Copy exactly the run of lines that begins at the line with "Annotation guideline: every instance of the number" and ends at the final line of the entries.
═══ Input material ═══
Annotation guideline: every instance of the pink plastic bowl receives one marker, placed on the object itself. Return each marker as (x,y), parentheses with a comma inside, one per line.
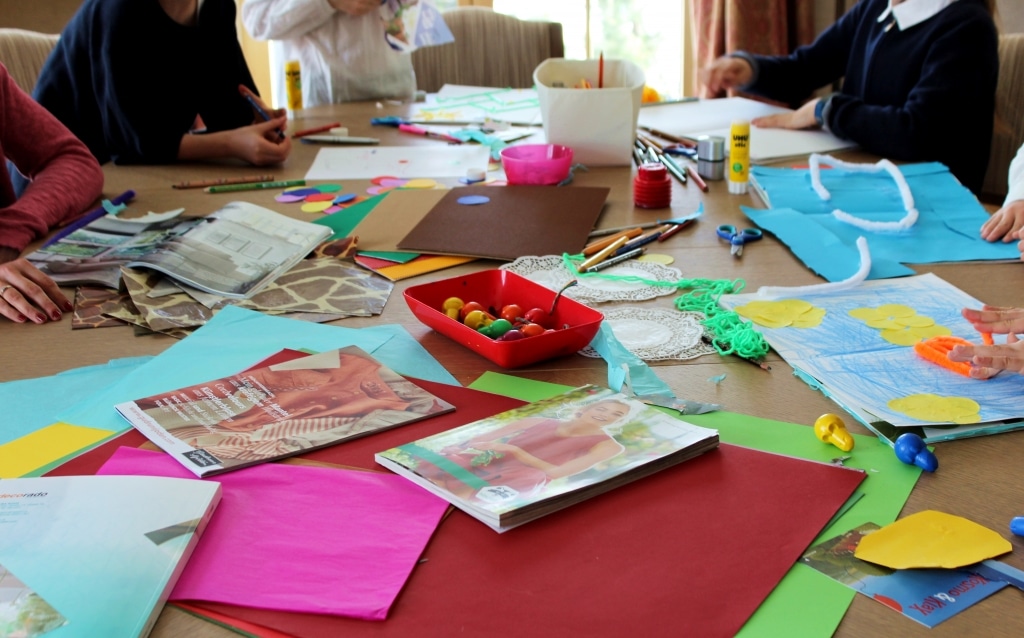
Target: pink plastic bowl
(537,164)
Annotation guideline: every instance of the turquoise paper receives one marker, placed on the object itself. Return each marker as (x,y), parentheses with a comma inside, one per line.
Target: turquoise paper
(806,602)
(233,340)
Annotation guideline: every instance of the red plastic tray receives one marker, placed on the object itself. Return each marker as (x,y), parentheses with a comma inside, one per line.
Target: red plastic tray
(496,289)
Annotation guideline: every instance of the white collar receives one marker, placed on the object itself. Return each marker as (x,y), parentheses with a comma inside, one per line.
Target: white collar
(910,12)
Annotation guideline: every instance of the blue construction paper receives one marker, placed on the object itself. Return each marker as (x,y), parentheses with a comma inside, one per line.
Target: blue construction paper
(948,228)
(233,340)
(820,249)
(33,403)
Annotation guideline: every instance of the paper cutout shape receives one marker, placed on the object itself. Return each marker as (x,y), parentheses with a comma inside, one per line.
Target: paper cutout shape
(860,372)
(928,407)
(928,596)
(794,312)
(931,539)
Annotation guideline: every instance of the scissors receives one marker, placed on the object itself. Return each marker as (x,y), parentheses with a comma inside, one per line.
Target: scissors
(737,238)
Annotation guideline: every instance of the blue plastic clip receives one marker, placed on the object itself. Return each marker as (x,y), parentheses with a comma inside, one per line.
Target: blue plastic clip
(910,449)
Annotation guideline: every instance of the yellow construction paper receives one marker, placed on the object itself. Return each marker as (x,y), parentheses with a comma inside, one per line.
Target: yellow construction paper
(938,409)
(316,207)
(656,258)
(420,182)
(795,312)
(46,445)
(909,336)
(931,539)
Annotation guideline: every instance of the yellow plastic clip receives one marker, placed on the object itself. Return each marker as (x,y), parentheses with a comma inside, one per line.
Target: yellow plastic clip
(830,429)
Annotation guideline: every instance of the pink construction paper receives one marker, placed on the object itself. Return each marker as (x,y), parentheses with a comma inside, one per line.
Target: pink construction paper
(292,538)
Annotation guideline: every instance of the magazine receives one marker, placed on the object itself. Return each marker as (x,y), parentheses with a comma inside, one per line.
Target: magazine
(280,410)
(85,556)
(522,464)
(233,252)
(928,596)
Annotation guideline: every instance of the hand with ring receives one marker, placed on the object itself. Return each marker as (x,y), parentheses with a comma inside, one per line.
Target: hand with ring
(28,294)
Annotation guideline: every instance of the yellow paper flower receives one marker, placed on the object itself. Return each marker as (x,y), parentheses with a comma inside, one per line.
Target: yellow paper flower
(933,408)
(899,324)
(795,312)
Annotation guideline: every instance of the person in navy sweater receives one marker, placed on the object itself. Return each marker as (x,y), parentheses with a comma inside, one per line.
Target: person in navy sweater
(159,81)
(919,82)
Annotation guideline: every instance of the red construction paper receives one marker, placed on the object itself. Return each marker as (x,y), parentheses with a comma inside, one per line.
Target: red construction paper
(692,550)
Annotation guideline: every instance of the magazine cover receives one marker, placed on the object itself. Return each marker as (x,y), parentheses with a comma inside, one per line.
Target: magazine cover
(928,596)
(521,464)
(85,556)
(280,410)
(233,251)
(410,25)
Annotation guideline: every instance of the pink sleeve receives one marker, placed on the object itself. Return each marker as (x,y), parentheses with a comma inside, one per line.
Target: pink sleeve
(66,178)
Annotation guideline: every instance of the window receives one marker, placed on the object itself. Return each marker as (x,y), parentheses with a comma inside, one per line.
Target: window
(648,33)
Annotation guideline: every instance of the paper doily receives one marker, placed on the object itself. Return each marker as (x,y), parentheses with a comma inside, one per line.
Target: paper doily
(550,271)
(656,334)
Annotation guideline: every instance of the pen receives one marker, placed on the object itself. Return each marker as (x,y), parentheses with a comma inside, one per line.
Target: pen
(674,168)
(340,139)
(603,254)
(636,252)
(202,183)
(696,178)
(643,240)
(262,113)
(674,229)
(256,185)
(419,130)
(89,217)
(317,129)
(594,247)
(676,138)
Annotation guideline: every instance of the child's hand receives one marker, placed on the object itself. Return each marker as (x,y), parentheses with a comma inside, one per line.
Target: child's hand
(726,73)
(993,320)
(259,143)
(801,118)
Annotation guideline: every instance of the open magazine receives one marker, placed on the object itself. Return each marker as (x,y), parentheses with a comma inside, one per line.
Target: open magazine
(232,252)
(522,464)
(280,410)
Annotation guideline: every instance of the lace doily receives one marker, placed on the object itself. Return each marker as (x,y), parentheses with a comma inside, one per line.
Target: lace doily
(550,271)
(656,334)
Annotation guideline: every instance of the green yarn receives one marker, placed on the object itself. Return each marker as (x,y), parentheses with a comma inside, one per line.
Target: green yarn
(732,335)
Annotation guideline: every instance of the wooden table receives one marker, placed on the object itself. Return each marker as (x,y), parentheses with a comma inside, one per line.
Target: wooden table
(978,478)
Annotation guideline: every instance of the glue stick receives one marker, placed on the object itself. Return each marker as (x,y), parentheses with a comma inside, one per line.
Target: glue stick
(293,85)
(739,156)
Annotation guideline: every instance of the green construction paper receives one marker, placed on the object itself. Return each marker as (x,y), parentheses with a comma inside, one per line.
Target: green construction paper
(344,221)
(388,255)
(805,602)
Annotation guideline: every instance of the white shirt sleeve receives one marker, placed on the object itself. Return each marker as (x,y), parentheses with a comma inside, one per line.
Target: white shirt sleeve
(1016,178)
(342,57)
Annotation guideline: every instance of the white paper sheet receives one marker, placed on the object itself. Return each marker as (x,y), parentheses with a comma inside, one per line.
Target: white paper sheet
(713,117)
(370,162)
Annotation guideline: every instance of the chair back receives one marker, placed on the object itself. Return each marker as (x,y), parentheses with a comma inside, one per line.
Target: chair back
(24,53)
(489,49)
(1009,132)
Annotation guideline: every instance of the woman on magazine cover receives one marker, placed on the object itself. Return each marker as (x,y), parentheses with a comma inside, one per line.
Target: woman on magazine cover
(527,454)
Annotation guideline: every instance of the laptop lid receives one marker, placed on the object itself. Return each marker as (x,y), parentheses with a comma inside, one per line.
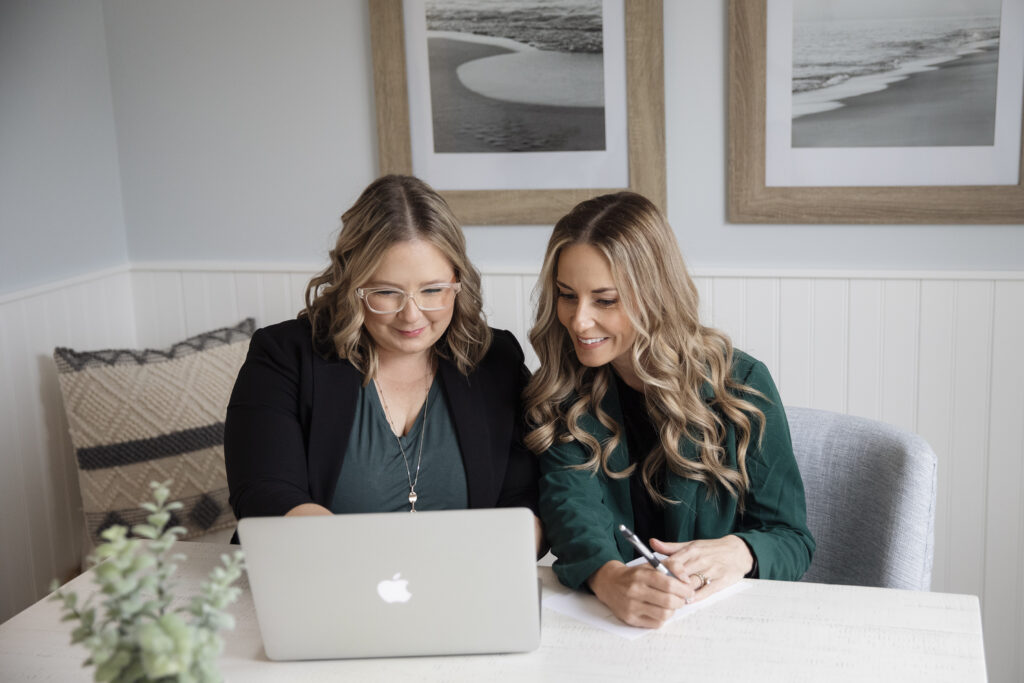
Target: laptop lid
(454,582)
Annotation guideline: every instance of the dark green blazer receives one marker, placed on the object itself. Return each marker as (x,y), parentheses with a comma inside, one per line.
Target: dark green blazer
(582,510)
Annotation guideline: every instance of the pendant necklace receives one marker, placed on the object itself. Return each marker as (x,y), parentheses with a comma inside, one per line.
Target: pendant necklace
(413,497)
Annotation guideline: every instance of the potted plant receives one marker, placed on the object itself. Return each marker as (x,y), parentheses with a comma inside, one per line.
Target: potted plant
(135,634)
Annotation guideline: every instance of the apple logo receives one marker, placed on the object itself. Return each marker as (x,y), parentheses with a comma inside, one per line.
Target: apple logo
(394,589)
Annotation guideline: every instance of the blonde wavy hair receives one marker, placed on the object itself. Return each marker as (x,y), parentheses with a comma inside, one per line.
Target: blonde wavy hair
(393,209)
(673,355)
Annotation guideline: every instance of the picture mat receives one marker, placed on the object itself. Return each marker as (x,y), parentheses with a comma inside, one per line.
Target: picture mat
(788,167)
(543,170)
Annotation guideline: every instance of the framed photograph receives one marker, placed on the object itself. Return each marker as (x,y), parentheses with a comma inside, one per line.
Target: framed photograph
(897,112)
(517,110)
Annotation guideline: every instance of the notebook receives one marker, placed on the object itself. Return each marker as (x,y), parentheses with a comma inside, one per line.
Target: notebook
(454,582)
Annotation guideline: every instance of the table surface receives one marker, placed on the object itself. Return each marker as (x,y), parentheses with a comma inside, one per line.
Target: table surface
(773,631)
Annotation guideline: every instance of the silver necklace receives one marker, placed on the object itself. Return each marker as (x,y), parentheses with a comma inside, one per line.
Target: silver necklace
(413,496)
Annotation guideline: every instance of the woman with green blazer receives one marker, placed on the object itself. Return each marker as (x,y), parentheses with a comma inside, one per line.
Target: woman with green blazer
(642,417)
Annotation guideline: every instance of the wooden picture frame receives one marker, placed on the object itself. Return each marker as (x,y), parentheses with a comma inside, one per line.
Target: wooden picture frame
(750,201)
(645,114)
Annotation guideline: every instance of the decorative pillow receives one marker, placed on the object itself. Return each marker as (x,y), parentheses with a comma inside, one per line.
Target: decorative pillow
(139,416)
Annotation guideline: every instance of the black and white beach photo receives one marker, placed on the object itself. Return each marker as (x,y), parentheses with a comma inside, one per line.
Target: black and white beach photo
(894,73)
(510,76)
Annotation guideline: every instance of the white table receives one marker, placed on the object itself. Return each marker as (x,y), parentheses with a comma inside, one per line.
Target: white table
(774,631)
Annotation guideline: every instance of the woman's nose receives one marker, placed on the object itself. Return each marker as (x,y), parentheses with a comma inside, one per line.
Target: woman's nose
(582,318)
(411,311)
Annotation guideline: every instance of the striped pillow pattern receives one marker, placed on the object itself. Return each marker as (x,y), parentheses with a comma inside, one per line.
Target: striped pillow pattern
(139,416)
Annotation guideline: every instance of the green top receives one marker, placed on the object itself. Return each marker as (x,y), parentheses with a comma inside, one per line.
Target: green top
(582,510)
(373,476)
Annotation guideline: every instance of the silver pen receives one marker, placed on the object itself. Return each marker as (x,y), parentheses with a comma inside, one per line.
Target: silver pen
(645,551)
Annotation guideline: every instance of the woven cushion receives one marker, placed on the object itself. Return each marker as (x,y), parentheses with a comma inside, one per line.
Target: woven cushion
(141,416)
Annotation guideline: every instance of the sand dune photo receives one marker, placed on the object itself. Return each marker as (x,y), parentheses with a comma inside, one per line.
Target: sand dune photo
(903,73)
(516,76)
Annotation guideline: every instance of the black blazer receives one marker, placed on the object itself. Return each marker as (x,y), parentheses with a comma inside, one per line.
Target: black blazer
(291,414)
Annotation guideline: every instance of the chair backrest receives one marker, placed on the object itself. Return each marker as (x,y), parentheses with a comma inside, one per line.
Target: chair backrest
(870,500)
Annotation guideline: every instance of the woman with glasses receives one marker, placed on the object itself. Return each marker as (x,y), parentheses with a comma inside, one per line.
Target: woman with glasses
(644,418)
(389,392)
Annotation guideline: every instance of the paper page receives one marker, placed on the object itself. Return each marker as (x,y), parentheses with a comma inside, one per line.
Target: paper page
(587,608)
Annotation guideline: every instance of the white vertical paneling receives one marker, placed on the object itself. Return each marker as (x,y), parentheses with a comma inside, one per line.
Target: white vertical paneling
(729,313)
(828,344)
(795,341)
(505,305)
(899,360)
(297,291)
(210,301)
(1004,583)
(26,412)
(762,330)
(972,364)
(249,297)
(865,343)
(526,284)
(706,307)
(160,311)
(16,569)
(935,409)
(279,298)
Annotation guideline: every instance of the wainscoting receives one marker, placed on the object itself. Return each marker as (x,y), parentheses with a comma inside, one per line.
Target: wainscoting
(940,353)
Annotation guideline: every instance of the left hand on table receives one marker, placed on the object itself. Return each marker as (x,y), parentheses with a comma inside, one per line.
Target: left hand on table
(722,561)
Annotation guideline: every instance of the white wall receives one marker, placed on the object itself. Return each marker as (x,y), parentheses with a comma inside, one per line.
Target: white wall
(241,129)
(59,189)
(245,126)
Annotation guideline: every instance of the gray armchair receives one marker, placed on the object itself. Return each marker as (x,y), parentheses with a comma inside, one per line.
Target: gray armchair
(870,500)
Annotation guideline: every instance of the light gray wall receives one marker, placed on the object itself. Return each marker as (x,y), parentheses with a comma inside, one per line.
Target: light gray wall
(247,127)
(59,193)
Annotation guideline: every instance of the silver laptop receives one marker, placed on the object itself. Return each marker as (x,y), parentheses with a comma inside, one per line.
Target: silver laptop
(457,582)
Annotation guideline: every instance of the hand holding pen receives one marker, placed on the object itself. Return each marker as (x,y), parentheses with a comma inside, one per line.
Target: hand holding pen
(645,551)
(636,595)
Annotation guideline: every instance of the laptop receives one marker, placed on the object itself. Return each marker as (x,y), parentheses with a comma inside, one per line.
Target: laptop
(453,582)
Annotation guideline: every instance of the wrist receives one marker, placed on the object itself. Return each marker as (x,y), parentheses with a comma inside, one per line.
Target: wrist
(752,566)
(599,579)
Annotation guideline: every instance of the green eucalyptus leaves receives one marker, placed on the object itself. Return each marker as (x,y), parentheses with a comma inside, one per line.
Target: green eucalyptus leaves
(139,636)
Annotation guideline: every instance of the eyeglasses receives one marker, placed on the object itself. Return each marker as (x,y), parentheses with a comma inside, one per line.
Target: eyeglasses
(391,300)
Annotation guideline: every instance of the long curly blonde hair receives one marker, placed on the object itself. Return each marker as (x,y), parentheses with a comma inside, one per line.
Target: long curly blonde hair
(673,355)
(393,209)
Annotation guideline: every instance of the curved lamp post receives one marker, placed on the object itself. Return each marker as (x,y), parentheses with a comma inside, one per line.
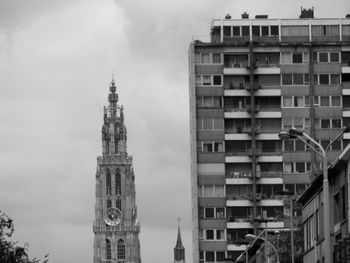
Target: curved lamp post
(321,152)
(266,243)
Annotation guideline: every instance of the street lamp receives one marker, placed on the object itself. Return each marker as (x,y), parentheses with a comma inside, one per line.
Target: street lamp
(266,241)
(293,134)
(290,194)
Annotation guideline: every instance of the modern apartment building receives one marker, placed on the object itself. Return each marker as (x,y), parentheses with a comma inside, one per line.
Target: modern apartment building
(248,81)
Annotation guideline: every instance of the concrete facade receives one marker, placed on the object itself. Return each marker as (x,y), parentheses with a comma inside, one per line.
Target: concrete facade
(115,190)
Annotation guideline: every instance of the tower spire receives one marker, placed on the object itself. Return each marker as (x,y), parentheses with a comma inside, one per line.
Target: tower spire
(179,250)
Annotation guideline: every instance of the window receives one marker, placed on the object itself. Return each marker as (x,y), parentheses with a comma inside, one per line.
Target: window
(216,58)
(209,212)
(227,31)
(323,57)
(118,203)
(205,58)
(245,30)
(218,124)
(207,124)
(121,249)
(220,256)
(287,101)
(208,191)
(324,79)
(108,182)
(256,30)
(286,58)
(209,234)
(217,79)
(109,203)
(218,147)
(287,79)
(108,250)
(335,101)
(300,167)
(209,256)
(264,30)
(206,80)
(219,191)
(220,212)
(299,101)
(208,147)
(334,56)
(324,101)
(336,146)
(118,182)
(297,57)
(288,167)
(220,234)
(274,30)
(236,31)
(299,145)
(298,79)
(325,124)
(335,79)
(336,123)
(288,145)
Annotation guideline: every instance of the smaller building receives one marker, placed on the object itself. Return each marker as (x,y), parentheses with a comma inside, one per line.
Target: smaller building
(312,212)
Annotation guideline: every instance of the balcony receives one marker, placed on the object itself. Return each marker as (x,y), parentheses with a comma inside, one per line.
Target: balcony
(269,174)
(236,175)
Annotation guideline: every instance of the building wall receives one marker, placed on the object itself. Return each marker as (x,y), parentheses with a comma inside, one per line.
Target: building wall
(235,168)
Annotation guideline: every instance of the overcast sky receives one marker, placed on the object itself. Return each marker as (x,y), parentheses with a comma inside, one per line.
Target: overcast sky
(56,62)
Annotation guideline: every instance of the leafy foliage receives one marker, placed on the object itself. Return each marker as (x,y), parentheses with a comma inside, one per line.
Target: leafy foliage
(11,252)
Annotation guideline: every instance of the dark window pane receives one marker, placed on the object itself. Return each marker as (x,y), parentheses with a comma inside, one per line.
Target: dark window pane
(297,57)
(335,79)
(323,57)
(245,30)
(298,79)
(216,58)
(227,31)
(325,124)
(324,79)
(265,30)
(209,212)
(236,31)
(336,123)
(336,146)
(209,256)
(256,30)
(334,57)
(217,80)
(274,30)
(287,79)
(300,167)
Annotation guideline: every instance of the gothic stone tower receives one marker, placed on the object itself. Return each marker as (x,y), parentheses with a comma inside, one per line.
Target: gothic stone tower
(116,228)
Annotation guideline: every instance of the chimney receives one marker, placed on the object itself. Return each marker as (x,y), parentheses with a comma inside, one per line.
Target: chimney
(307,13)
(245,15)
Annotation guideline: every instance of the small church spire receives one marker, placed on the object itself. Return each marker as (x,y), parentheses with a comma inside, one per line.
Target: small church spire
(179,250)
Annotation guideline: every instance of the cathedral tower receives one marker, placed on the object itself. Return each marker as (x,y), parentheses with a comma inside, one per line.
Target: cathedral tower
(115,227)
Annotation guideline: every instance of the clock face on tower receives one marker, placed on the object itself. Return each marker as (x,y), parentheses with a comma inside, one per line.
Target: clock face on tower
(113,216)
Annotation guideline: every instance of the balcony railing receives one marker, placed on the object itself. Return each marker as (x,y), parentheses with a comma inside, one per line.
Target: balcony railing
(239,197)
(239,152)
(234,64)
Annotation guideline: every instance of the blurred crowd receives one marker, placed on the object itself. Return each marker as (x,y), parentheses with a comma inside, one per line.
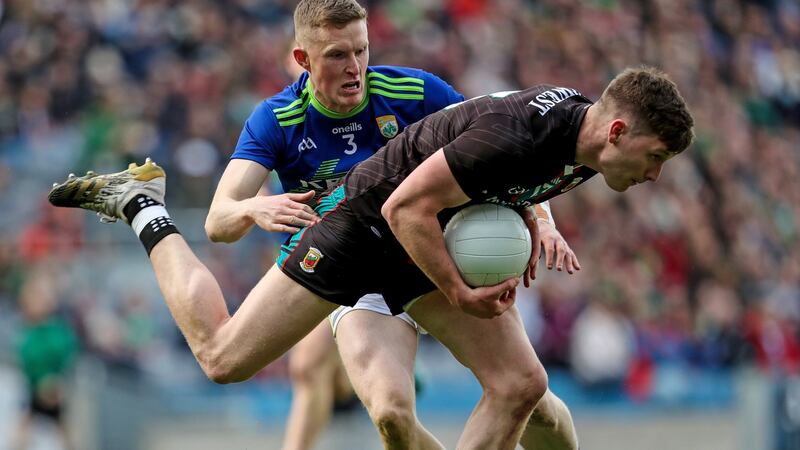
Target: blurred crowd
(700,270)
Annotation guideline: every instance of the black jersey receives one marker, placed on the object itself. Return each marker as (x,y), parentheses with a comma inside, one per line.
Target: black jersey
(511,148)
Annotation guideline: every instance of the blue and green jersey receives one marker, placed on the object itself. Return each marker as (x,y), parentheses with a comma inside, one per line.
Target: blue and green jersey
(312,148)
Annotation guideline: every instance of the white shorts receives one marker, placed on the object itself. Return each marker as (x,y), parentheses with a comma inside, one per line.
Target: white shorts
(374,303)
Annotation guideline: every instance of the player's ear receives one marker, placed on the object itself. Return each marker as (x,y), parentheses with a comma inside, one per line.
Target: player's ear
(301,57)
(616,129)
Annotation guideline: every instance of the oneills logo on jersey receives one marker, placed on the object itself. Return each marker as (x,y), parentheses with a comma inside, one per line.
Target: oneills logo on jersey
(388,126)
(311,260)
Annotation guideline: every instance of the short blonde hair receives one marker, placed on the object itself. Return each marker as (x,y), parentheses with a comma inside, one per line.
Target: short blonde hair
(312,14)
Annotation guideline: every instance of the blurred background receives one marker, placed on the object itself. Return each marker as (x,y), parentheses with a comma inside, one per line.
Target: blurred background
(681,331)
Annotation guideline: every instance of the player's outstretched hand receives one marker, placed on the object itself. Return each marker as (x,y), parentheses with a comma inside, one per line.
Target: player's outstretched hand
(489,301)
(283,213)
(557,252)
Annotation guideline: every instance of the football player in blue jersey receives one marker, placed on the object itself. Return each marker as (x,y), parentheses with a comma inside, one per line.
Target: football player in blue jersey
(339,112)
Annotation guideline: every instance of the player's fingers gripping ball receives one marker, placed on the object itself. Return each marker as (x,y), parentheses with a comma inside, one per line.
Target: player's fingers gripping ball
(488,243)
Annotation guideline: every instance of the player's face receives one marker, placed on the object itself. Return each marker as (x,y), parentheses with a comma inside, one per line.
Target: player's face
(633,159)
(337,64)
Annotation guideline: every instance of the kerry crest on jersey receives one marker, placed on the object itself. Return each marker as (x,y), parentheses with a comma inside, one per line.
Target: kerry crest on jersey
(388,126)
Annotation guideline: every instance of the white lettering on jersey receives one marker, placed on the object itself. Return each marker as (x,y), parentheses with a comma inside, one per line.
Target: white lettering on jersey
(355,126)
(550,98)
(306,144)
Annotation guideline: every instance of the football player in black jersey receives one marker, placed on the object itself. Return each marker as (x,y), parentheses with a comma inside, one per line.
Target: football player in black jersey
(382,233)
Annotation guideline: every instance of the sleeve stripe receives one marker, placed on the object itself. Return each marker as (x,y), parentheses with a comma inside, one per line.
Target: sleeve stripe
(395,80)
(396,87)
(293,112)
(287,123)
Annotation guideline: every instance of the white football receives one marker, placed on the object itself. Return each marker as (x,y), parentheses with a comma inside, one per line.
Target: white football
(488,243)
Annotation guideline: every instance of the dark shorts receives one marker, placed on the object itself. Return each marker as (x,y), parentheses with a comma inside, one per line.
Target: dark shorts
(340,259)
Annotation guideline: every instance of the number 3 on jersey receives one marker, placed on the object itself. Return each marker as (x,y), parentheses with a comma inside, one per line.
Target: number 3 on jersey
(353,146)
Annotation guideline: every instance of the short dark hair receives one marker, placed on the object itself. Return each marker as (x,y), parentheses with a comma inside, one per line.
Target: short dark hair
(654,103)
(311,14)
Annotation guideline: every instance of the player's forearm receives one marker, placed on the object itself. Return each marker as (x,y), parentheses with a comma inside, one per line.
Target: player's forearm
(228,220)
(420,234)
═══
Right answer:
Annotation guideline: every instance of the number 3 on jersey receives one marker, placed on the object itself. Return each marker as (x,y), parentheses with a comma inside, one per line.
Target: number 3 on jersey
(353,146)
Annotation guideline: every instance of the short dark hair receives one marker, placed on the object itself. Return each marker as (x,y), parentheses with a comma inside, one per line.
Target: short dark hair
(654,103)
(311,14)
Annotation guideline: every instance of the player's forearm receives one marker, placed on the object itself. Return each marker as (x,y), parentheses with a comma inside, one per line.
Target: player's forearm
(228,220)
(420,234)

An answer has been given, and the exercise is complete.